◆ **GIVEN INSTRUCTION**
Every line from the line containing "Would you mind indicating the weight rack" through the final line below is to be repeated exactly; no other line is.

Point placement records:
+++++

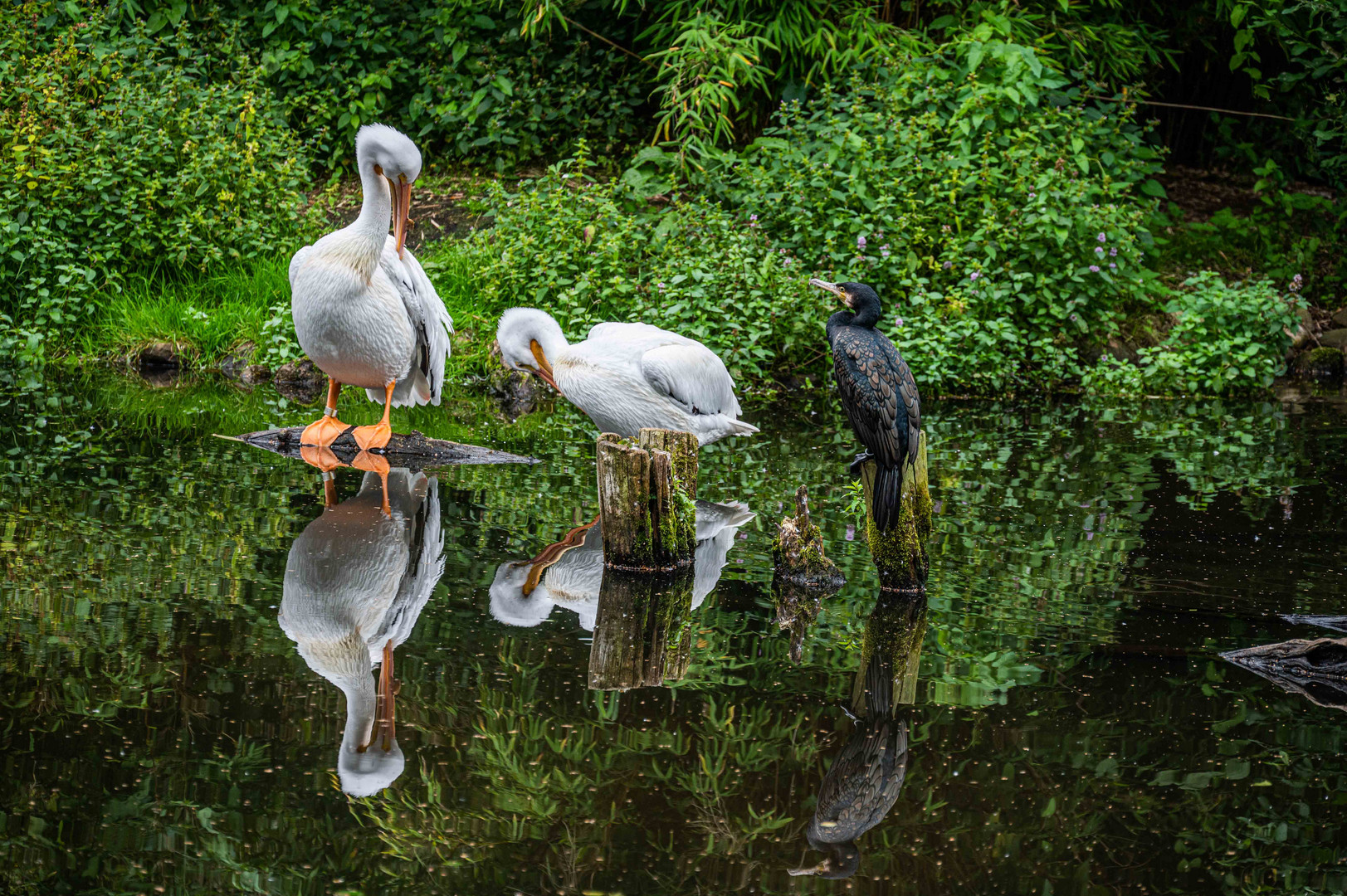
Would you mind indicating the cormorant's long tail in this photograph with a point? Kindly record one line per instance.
(888, 496)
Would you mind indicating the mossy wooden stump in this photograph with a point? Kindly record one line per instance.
(901, 554)
(891, 655)
(642, 634)
(798, 550)
(646, 498)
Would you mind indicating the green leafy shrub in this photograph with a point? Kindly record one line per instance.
(1001, 220)
(125, 157)
(589, 251)
(1226, 338)
(457, 75)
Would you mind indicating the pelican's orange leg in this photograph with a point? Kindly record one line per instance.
(378, 436)
(325, 461)
(375, 464)
(325, 430)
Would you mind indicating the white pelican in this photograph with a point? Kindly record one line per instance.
(356, 581)
(365, 313)
(570, 573)
(627, 376)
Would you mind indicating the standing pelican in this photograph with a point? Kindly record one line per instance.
(365, 313)
(627, 376)
(356, 581)
(879, 394)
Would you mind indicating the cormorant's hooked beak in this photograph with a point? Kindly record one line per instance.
(544, 368)
(402, 207)
(834, 289)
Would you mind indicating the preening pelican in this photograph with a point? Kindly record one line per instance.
(365, 313)
(627, 376)
(877, 392)
(570, 573)
(356, 582)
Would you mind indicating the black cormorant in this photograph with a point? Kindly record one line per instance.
(879, 394)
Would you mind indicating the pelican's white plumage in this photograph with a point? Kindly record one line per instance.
(574, 580)
(628, 376)
(356, 582)
(365, 313)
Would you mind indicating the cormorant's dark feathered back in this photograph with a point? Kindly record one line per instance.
(879, 395)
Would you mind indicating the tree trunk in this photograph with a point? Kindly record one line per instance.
(650, 520)
(642, 634)
(901, 553)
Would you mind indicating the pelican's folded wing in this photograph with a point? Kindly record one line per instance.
(691, 375)
(427, 314)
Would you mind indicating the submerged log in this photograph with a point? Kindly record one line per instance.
(901, 554)
(642, 634)
(412, 450)
(798, 550)
(650, 520)
(1316, 670)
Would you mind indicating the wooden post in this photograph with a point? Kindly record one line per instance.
(650, 520)
(798, 550)
(901, 553)
(642, 634)
(891, 655)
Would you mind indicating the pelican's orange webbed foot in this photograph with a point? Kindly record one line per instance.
(378, 436)
(322, 431)
(372, 437)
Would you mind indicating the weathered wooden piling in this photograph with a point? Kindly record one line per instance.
(646, 492)
(798, 550)
(901, 554)
(642, 634)
(891, 655)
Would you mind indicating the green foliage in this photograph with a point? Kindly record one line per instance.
(590, 251)
(1225, 338)
(1003, 220)
(458, 75)
(127, 157)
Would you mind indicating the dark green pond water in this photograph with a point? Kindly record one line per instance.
(173, 721)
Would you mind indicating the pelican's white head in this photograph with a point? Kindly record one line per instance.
(514, 601)
(530, 338)
(387, 153)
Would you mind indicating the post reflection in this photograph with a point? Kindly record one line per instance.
(356, 582)
(865, 777)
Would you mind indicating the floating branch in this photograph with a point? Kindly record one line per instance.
(411, 450)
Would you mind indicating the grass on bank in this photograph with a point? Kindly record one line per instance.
(210, 317)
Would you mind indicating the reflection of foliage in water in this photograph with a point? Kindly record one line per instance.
(149, 688)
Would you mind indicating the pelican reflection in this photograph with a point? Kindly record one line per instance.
(570, 572)
(356, 581)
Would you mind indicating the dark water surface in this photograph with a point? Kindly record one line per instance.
(179, 713)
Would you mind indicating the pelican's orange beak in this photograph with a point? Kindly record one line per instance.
(544, 368)
(402, 209)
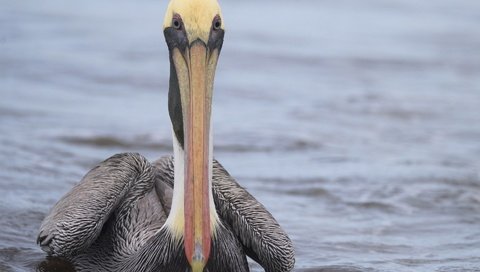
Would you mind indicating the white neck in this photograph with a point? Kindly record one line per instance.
(176, 219)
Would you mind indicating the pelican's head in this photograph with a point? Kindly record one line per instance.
(194, 34)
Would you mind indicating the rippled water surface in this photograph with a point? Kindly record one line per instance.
(357, 123)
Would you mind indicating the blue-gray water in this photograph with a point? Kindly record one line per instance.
(357, 123)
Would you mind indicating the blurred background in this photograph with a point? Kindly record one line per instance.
(356, 123)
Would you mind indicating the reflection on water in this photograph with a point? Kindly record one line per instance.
(355, 123)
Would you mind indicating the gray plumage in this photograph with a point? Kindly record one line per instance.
(112, 221)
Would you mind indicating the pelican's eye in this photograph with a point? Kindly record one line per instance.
(217, 23)
(177, 22)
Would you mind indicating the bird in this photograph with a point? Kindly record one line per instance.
(179, 213)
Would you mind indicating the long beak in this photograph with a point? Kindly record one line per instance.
(195, 69)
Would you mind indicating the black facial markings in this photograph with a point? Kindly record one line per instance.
(176, 37)
(215, 41)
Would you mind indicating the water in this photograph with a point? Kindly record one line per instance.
(357, 123)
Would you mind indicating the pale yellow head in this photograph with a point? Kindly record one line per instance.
(197, 16)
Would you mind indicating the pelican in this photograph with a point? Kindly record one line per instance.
(180, 213)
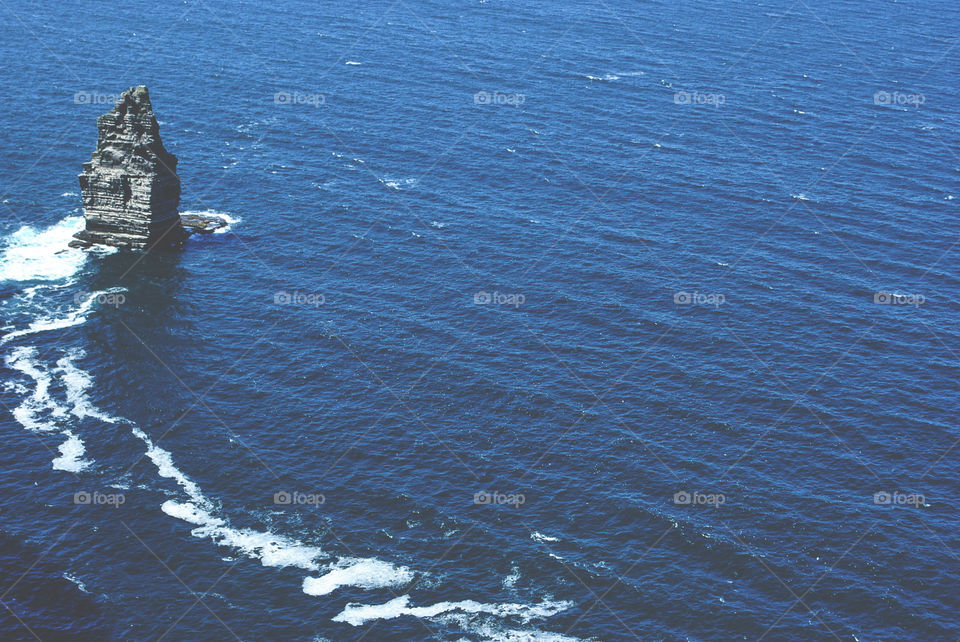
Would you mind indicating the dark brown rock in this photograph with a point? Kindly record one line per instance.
(130, 187)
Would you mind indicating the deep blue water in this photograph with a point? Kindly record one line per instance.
(719, 246)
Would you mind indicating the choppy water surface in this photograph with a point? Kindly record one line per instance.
(548, 321)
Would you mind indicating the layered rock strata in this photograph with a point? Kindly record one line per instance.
(130, 187)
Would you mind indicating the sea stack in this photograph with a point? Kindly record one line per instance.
(130, 187)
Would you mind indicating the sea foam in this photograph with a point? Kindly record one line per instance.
(358, 614)
(32, 254)
(39, 412)
(362, 573)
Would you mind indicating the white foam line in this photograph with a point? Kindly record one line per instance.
(271, 549)
(28, 413)
(78, 382)
(42, 255)
(75, 317)
(363, 573)
(358, 614)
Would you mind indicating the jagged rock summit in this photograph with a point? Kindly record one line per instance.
(130, 187)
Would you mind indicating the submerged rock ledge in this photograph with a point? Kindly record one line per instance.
(130, 186)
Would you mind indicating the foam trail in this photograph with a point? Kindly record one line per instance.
(78, 382)
(358, 614)
(75, 317)
(71, 454)
(271, 549)
(362, 573)
(42, 255)
(28, 414)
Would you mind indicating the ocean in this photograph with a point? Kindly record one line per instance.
(536, 321)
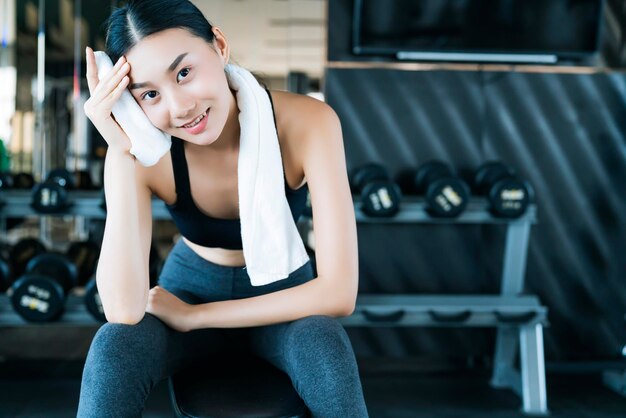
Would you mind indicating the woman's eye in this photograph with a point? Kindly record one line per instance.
(182, 74)
(149, 95)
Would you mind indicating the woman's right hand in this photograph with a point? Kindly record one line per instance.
(104, 94)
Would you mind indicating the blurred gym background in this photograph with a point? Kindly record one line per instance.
(538, 86)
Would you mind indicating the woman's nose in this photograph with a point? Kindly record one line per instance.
(181, 107)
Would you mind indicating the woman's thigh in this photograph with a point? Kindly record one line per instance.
(194, 279)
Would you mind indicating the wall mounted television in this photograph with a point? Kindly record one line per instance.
(518, 31)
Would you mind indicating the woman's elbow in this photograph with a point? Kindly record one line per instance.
(125, 318)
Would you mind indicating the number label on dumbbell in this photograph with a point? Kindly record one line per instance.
(38, 292)
(34, 304)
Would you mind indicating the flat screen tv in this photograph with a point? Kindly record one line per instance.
(525, 31)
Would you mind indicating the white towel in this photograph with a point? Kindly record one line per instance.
(148, 144)
(272, 246)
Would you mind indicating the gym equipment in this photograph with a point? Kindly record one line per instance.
(23, 181)
(22, 252)
(39, 295)
(5, 274)
(83, 180)
(508, 196)
(84, 255)
(155, 265)
(51, 196)
(446, 195)
(6, 180)
(93, 302)
(380, 196)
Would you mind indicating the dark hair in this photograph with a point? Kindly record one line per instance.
(138, 19)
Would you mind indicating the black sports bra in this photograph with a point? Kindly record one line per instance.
(205, 230)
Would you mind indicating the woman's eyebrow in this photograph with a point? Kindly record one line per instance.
(171, 68)
(175, 63)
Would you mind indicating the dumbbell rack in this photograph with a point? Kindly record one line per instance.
(17, 204)
(518, 318)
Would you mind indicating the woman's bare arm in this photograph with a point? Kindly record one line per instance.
(122, 273)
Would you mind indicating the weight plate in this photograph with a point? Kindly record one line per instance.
(37, 298)
(22, 252)
(366, 174)
(93, 302)
(49, 197)
(447, 197)
(57, 267)
(509, 198)
(487, 174)
(381, 199)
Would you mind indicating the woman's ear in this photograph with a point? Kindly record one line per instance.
(222, 47)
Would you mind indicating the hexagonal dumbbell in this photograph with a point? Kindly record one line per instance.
(51, 196)
(508, 195)
(380, 196)
(84, 255)
(40, 294)
(446, 195)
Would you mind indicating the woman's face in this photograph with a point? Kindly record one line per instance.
(178, 80)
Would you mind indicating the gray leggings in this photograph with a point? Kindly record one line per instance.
(125, 362)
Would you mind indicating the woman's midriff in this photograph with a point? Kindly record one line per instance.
(221, 256)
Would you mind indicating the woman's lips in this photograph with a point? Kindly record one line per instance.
(196, 126)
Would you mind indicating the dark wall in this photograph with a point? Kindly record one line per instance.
(612, 39)
(566, 133)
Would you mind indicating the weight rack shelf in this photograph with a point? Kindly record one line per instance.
(17, 204)
(76, 313)
(518, 318)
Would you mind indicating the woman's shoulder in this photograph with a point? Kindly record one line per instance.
(299, 117)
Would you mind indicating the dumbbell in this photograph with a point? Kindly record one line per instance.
(93, 302)
(508, 196)
(92, 297)
(22, 252)
(40, 294)
(445, 194)
(16, 181)
(51, 196)
(84, 255)
(5, 274)
(380, 196)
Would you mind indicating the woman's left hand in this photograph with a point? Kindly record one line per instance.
(169, 309)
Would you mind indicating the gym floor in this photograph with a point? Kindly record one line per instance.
(50, 389)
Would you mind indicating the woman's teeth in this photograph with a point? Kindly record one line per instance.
(196, 121)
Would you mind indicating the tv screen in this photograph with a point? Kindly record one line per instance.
(477, 30)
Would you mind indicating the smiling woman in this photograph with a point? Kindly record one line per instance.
(175, 65)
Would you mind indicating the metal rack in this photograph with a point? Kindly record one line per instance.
(518, 317)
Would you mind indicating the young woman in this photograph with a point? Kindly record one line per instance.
(172, 60)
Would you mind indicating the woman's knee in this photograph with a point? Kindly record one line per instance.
(122, 345)
(318, 335)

+++++

◆ **WRITTEN ANSWER**
Would you mind indicating the weight rack shelf in this photograph with a point? Kindly record one line per instance.
(17, 204)
(76, 313)
(518, 318)
Would you mind indicating the woman's shoulder in this photograph with a point? Kindly record one line per instance.
(299, 117)
Would you mind indicating the dumbbell in this photograph with a point? Kindly record one line per instance.
(93, 302)
(508, 196)
(92, 297)
(22, 252)
(40, 294)
(445, 194)
(16, 181)
(51, 196)
(84, 255)
(5, 274)
(380, 196)
Would you mind indicating the woman's left hand in this photograph with a point? Kindly record one line per instance.
(169, 309)
Would you mind indicating the gym floor in this photograph with a point? Kindly record one line per instance.
(50, 389)
Would you mind indicating the woman's teeth in this photograph with a point? Kindly record one line per instance.
(196, 121)
Would you mind indicating the tv screen in this photograph with a point? Kindly record one line per instance.
(477, 30)
Would you mind indicating the smiling woman in this photograph with a point? Kindly record one line per instance.
(175, 65)
Would you mind indicating the metal rack in this photograph with a point? Kindly record one line per instance.
(518, 317)
Would you mind indicating the young woman in this photograph with a point? Kindly record one line per instance.
(172, 60)
Would you mind indicating the woman's knee in this photograph with a point? Kindly record one line per instance.
(122, 345)
(318, 335)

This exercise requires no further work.